** begin Listed entries **

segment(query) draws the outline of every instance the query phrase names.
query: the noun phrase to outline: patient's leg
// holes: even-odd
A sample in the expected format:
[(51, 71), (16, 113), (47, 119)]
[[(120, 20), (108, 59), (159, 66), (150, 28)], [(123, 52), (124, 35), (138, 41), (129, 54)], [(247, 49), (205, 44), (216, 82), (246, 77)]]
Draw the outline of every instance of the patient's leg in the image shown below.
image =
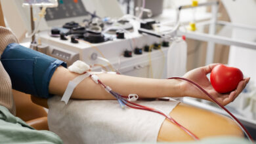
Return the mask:
[[(180, 103), (169, 115), (200, 139), (215, 135), (244, 136), (242, 130), (236, 122), (209, 111)], [(186, 140), (192, 140), (192, 138), (165, 119), (159, 132), (158, 141)]]

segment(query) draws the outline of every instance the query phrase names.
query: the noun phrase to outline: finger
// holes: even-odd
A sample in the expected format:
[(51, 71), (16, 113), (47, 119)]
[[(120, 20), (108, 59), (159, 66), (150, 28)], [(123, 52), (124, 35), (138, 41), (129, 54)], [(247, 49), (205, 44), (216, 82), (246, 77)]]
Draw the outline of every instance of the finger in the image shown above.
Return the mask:
[(250, 81), (250, 79), (251, 79), (251, 77), (247, 77), (247, 78), (245, 79), (246, 80), (246, 84), (247, 84), (249, 82), (249, 81)]
[(236, 96), (234, 98), (236, 98), (239, 96), (239, 94), (243, 91), (244, 88), (246, 86), (247, 81), (247, 79), (244, 79), (238, 83), (238, 86), (236, 90), (235, 90)]
[(209, 73), (211, 73), (211, 71), (213, 70), (213, 69), (217, 66), (217, 65), (219, 65), (219, 63), (211, 63), (211, 64), (209, 64), (208, 65), (206, 65), (206, 66), (204, 66), (203, 67), (203, 69), (205, 73), (205, 74), (208, 74)]
[(236, 99), (235, 98), (236, 94), (236, 91), (232, 92), (226, 98), (224, 98), (223, 99), (223, 105), (226, 105), (229, 103), (233, 101)]

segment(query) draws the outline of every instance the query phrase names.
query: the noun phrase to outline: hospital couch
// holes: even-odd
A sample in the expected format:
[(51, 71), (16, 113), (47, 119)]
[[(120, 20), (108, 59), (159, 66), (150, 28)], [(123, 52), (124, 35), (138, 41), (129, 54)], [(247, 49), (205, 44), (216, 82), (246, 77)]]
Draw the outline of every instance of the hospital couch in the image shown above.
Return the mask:
[[(46, 99), (36, 97), (32, 97), (32, 99), (35, 103), (48, 107)], [(243, 132), (234, 121), (209, 111), (179, 103), (171, 112), (170, 115), (200, 138), (227, 135), (244, 137)], [(175, 124), (166, 120), (163, 122), (158, 136), (158, 141), (188, 140), (192, 140), (192, 138)]]

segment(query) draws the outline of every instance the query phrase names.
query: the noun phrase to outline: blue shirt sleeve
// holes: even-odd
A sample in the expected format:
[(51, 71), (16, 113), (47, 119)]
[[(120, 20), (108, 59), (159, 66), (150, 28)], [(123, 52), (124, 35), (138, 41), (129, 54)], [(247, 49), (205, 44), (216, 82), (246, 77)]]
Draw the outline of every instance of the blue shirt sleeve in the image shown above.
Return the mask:
[(49, 94), (50, 80), (56, 69), (66, 63), (17, 43), (9, 45), (1, 61), (12, 81), (12, 88), (42, 98)]

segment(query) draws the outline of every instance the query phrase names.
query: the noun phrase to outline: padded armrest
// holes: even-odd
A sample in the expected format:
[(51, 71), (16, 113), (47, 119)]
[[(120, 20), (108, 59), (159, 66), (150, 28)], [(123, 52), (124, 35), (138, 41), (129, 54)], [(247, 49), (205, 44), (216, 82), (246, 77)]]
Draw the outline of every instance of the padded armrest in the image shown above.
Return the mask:
[(47, 99), (40, 98), (36, 96), (31, 96), (31, 100), (33, 101), (33, 103), (38, 105), (49, 109)]
[(26, 122), (28, 125), (37, 130), (49, 130), (47, 117), (41, 117)]

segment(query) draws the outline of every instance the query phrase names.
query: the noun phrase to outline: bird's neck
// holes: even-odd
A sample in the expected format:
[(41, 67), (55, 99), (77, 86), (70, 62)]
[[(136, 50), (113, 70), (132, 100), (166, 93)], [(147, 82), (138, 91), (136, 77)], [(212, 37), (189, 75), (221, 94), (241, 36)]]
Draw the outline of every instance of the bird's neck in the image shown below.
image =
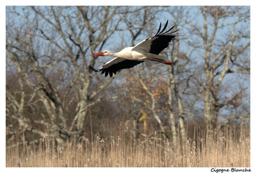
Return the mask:
[(132, 58), (132, 56), (131, 53), (131, 47), (128, 47), (124, 48), (120, 52), (115, 53), (111, 53), (111, 54), (110, 56), (114, 57), (130, 59), (130, 58)]

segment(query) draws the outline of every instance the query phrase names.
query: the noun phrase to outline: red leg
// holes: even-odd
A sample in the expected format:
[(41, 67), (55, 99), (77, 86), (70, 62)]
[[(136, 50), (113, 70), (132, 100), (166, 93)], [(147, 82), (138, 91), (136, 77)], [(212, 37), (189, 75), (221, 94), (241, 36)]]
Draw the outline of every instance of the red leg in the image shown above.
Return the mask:
[(151, 61), (157, 61), (160, 62), (163, 64), (165, 64), (166, 65), (174, 65), (173, 62), (172, 61), (164, 61), (161, 59), (156, 59), (156, 58), (153, 58), (150, 60)]

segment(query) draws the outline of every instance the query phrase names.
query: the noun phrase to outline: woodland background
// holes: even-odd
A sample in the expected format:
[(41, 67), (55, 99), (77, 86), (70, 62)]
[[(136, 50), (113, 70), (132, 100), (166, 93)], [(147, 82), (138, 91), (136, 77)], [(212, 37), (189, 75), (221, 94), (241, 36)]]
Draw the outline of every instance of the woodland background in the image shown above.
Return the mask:
[[(150, 137), (172, 142), (250, 122), (248, 6), (7, 6), (6, 144)], [(112, 78), (90, 70), (154, 36), (160, 22), (180, 29), (162, 53), (175, 63), (137, 65)], [(177, 131), (178, 129), (178, 131)]]

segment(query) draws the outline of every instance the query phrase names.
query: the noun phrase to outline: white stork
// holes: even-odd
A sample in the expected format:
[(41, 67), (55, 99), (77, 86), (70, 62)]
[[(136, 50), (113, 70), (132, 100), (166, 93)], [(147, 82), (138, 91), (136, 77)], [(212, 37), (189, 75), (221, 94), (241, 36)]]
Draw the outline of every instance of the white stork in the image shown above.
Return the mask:
[(173, 65), (174, 63), (171, 61), (166, 61), (164, 56), (158, 55), (168, 46), (169, 43), (175, 37), (175, 35), (172, 34), (179, 30), (169, 32), (174, 28), (174, 26), (164, 33), (167, 24), (168, 20), (163, 30), (159, 33), (161, 25), (160, 23), (158, 31), (155, 36), (144, 40), (133, 47), (124, 48), (116, 53), (104, 51), (91, 54), (90, 56), (108, 56), (116, 58), (106, 63), (98, 70), (91, 66), (89, 66), (89, 68), (95, 72), (101, 71), (101, 74), (105, 73), (105, 77), (108, 76), (109, 73), (112, 77), (113, 73), (116, 74), (116, 72), (120, 69), (133, 67), (143, 62), (144, 62), (147, 66), (159, 63)]

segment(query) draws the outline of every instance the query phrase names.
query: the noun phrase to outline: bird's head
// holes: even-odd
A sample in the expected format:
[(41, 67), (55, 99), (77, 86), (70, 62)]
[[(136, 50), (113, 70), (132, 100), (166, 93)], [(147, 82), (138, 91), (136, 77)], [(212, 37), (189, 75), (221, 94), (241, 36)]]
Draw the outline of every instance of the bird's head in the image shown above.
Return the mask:
[(104, 51), (103, 52), (98, 52), (97, 53), (91, 54), (90, 56), (106, 56), (110, 55), (111, 52), (109, 51)]

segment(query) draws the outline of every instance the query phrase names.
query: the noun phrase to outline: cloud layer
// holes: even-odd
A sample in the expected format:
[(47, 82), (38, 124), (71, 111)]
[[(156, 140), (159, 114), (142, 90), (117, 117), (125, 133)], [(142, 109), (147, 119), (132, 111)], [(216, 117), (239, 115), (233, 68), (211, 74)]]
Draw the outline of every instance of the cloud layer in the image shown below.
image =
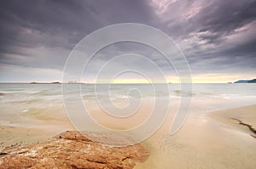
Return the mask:
[[(65, 61), (82, 38), (125, 22), (151, 25), (170, 36), (186, 55), (193, 76), (237, 78), (256, 73), (256, 1), (9, 0), (1, 1), (0, 8), (1, 82), (61, 81)], [(96, 56), (87, 80), (113, 54), (127, 52), (143, 54), (170, 76), (175, 74), (155, 51), (123, 43)]]

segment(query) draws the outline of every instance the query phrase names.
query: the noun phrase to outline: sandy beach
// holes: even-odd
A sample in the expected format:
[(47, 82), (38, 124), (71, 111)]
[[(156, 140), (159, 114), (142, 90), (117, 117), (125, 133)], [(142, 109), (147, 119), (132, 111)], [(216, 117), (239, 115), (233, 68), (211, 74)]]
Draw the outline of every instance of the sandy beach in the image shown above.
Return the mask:
[[(151, 156), (137, 168), (254, 168), (255, 135), (230, 118), (255, 127), (256, 105), (208, 112), (189, 117), (175, 135), (147, 140)], [(164, 147), (163, 145), (166, 145)]]
[[(177, 133), (170, 136), (165, 128), (143, 143), (150, 149), (150, 157), (136, 168), (253, 168), (256, 138), (252, 136), (255, 133), (231, 118), (255, 127), (255, 110), (254, 104), (194, 115), (192, 109)], [(167, 125), (164, 124), (164, 127)], [(49, 130), (2, 126), (0, 129), (1, 149), (45, 141), (58, 132), (54, 127)]]

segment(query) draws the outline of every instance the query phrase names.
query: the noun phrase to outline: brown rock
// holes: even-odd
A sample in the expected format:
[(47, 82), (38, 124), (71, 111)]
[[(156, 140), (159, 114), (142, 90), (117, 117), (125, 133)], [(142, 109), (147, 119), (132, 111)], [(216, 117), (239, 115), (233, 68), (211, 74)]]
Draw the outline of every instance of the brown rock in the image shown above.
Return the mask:
[(127, 140), (125, 137), (114, 135), (114, 145), (111, 145), (109, 140), (105, 141), (113, 135), (86, 134), (99, 141), (79, 132), (65, 132), (50, 141), (15, 150), (6, 149), (3, 152), (7, 155), (0, 156), (0, 168), (133, 168), (136, 162), (143, 162), (149, 156), (139, 144), (119, 146)]

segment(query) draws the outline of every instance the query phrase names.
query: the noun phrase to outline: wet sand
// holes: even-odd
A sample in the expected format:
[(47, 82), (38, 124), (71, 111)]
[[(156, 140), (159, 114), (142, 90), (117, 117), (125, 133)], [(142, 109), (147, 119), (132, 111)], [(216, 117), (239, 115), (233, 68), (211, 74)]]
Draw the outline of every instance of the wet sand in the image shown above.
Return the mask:
[[(176, 108), (173, 108), (176, 109)], [(214, 112), (191, 113), (182, 129), (168, 134), (170, 118), (162, 129), (144, 141), (150, 149), (149, 159), (136, 168), (254, 168), (256, 138), (244, 123), (256, 127), (256, 105)], [(0, 149), (28, 144), (50, 138), (67, 127), (44, 129), (0, 127)]]
[(136, 168), (255, 168), (256, 139), (247, 127), (254, 127), (256, 105), (208, 112), (192, 112), (175, 135), (155, 133), (146, 144), (151, 156)]

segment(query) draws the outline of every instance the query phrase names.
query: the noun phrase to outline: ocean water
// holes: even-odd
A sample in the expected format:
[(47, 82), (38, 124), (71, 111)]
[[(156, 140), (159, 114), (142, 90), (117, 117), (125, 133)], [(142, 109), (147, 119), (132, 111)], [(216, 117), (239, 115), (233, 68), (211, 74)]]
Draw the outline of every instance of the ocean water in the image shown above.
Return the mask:
[(61, 84), (4, 83), (0, 84), (0, 123), (27, 125), (22, 117), (28, 113), (47, 116), (50, 110), (65, 110), (65, 104), (73, 99), (81, 99), (90, 110), (102, 108), (111, 112), (126, 111), (127, 115), (130, 111), (136, 113), (137, 109), (133, 108), (141, 106), (143, 102), (150, 104), (160, 102), (161, 105), (171, 103), (169, 106), (172, 106), (182, 99), (206, 111), (256, 104), (255, 84), (193, 84), (191, 87), (191, 91), (187, 91), (179, 84), (66, 84), (62, 87)]

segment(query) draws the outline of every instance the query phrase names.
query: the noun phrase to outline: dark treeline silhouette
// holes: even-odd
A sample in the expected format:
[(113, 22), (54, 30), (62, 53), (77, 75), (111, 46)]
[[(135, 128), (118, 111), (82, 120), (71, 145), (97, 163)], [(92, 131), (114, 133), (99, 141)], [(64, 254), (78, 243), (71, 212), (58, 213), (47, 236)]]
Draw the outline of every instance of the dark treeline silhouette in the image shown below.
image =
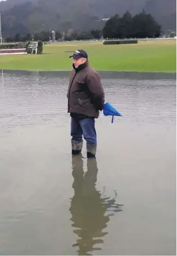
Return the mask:
[[(143, 10), (132, 16), (126, 11), (122, 17), (116, 14), (108, 20), (102, 29), (93, 28), (88, 31), (78, 32), (71, 29), (56, 32), (56, 40), (87, 40), (103, 38), (157, 38), (162, 33), (162, 27), (150, 14)], [(20, 42), (34, 40), (43, 41), (52, 40), (52, 32), (41, 31), (23, 35), (17, 34), (14, 37), (8, 37), (7, 42)]]

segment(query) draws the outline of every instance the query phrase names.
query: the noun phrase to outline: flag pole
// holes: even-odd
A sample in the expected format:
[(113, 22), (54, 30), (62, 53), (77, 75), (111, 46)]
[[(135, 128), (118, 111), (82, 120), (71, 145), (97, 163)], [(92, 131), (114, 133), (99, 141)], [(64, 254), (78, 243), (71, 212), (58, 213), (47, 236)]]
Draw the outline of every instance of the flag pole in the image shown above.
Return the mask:
[(0, 13), (0, 40), (1, 40), (1, 44), (2, 44), (2, 27), (1, 27), (1, 15)]

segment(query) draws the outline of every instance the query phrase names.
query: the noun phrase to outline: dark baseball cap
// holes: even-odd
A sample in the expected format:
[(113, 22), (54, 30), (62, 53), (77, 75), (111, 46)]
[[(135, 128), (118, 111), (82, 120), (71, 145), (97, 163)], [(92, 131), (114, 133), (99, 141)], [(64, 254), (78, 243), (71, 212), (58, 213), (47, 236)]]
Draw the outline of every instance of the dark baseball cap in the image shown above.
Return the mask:
[(74, 58), (75, 59), (80, 59), (80, 58), (86, 58), (88, 59), (88, 55), (87, 52), (83, 50), (77, 50), (76, 51), (70, 58)]

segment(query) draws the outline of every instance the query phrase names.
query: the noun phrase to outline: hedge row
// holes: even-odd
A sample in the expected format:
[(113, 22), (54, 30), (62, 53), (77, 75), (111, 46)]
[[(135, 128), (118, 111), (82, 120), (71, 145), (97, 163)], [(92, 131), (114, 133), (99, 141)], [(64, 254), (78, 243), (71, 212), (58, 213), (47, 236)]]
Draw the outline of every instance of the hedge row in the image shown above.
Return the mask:
[(0, 44), (0, 50), (4, 49), (21, 49), (26, 48), (26, 44), (17, 42), (16, 44)]
[(132, 40), (107, 40), (103, 41), (104, 45), (124, 45), (128, 44), (137, 44), (138, 40), (137, 39)]

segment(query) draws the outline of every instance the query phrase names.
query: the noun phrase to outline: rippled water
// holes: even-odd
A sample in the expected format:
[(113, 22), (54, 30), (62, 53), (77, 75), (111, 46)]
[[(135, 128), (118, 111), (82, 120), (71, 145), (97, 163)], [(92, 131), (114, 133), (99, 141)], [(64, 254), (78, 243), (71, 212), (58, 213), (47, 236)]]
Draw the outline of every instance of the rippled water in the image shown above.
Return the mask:
[(0, 75), (1, 255), (176, 254), (176, 81), (101, 74), (123, 117), (95, 160), (71, 157), (68, 72)]

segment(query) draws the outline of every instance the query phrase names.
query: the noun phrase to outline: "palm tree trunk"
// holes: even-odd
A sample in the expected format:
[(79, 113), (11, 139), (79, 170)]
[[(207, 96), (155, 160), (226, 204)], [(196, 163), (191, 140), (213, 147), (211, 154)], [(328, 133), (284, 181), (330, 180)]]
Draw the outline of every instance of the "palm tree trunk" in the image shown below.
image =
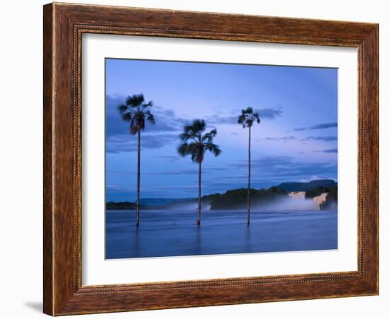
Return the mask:
[(248, 128), (248, 188), (247, 191), (247, 224), (250, 225), (250, 192), (251, 188), (251, 127)]
[(137, 227), (139, 226), (140, 200), (139, 193), (141, 188), (141, 130), (138, 130), (138, 171), (137, 181)]
[(199, 163), (199, 207), (197, 211), (197, 226), (200, 226), (202, 217), (202, 163)]

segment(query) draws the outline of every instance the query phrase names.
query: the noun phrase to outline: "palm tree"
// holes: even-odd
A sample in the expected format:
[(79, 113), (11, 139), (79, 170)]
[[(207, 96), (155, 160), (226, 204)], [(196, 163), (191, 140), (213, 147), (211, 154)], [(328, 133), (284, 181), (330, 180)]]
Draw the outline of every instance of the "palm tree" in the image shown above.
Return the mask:
[(251, 187), (251, 126), (254, 123), (260, 123), (261, 120), (257, 113), (254, 113), (251, 107), (242, 109), (242, 113), (238, 118), (238, 123), (244, 128), (248, 128), (248, 188), (247, 191), (247, 224), (250, 225), (250, 191)]
[(216, 128), (202, 135), (207, 125), (204, 120), (195, 119), (192, 124), (184, 126), (184, 133), (180, 135), (182, 143), (177, 150), (178, 154), (184, 157), (190, 155), (192, 160), (199, 164), (199, 203), (197, 210), (197, 226), (200, 225), (202, 215), (202, 163), (207, 151), (215, 156), (220, 155), (221, 150), (218, 145), (213, 143), (214, 138), (216, 136)]
[(145, 103), (143, 94), (129, 95), (124, 104), (117, 109), (123, 121), (129, 122), (129, 133), (138, 136), (138, 171), (137, 182), (137, 227), (139, 226), (139, 193), (141, 188), (141, 131), (144, 130), (146, 121), (153, 124), (153, 115), (148, 109), (153, 106), (153, 102)]

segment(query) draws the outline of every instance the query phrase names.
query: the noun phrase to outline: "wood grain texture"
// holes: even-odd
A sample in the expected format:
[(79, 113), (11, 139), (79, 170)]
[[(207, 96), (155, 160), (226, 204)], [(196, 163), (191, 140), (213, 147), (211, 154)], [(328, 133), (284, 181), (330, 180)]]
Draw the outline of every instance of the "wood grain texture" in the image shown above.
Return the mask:
[[(358, 271), (82, 286), (81, 52), (88, 32), (358, 48)], [(55, 3), (44, 7), (43, 37), (45, 313), (378, 293), (378, 25)]]

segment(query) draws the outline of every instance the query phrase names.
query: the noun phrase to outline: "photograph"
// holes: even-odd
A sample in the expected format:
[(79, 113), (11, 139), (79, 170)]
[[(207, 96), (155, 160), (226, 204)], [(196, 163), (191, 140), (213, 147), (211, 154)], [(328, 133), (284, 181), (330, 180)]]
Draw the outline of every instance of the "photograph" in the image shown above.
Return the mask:
[(338, 248), (337, 68), (105, 64), (105, 259)]

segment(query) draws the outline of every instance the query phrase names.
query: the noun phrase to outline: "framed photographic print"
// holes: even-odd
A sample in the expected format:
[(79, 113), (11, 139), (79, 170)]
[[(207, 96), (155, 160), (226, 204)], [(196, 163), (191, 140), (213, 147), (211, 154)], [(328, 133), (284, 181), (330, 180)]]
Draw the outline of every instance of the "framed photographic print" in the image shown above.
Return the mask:
[(378, 26), (44, 6), (44, 312), (378, 294)]

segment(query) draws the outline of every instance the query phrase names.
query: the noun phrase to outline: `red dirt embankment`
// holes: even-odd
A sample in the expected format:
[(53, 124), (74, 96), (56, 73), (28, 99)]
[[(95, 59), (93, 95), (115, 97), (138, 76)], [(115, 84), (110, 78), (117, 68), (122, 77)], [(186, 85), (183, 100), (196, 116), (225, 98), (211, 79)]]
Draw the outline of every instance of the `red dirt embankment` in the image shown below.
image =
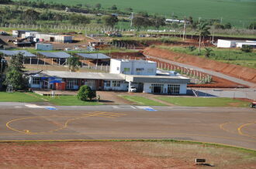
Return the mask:
[(220, 63), (157, 48), (146, 48), (144, 50), (144, 54), (212, 69), (249, 82), (256, 83), (256, 69)]

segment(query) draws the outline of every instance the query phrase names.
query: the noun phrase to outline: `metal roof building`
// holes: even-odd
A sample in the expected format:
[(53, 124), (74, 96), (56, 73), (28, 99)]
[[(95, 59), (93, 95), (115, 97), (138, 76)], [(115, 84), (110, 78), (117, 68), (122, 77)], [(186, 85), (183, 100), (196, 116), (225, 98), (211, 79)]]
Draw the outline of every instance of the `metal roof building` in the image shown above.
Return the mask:
[(122, 74), (104, 73), (77, 73), (67, 71), (43, 71), (41, 73), (49, 76), (67, 79), (116, 79), (124, 80)]
[(40, 52), (38, 53), (43, 55), (47, 58), (67, 59), (71, 56), (70, 54), (64, 52)]
[(109, 59), (109, 56), (103, 53), (76, 53), (76, 55), (88, 59)]
[(0, 50), (0, 52), (7, 56), (12, 56), (21, 53), (24, 57), (36, 57), (36, 55), (32, 54), (31, 52), (29, 52), (26, 50)]

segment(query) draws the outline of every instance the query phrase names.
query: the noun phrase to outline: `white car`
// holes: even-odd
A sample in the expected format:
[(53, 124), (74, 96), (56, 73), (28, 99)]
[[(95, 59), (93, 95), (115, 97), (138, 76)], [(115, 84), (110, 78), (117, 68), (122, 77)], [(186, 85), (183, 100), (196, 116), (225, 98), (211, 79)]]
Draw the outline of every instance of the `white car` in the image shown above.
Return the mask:
[(137, 89), (134, 86), (130, 86), (130, 92), (137, 92)]

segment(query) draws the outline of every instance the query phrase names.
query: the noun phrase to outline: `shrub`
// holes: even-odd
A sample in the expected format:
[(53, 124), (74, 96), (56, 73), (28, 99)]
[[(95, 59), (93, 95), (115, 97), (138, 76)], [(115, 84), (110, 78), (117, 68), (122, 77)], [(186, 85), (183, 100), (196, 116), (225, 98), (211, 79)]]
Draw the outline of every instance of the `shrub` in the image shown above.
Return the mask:
[(241, 48), (241, 51), (244, 52), (252, 52), (252, 46), (243, 46)]
[(205, 49), (206, 49), (205, 56), (209, 58), (209, 56), (211, 55), (211, 52), (213, 52), (213, 49), (210, 48), (205, 48)]
[(78, 93), (78, 99), (83, 101), (85, 101), (88, 99), (92, 100), (95, 96), (96, 92), (92, 90), (91, 87), (87, 85), (81, 86)]
[(196, 47), (195, 47), (194, 46), (189, 46), (188, 49), (189, 51), (192, 52), (196, 49)]

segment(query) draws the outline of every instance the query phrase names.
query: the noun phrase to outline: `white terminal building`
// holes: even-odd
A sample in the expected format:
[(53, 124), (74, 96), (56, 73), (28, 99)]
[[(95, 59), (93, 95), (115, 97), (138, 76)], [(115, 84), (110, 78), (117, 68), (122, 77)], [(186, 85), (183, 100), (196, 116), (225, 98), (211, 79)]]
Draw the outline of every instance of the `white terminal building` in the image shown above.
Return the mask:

** end Listed entries **

# Required work
Count the lines in the entries above that contain the string "print". Give only the number.

# Answer to the problem
2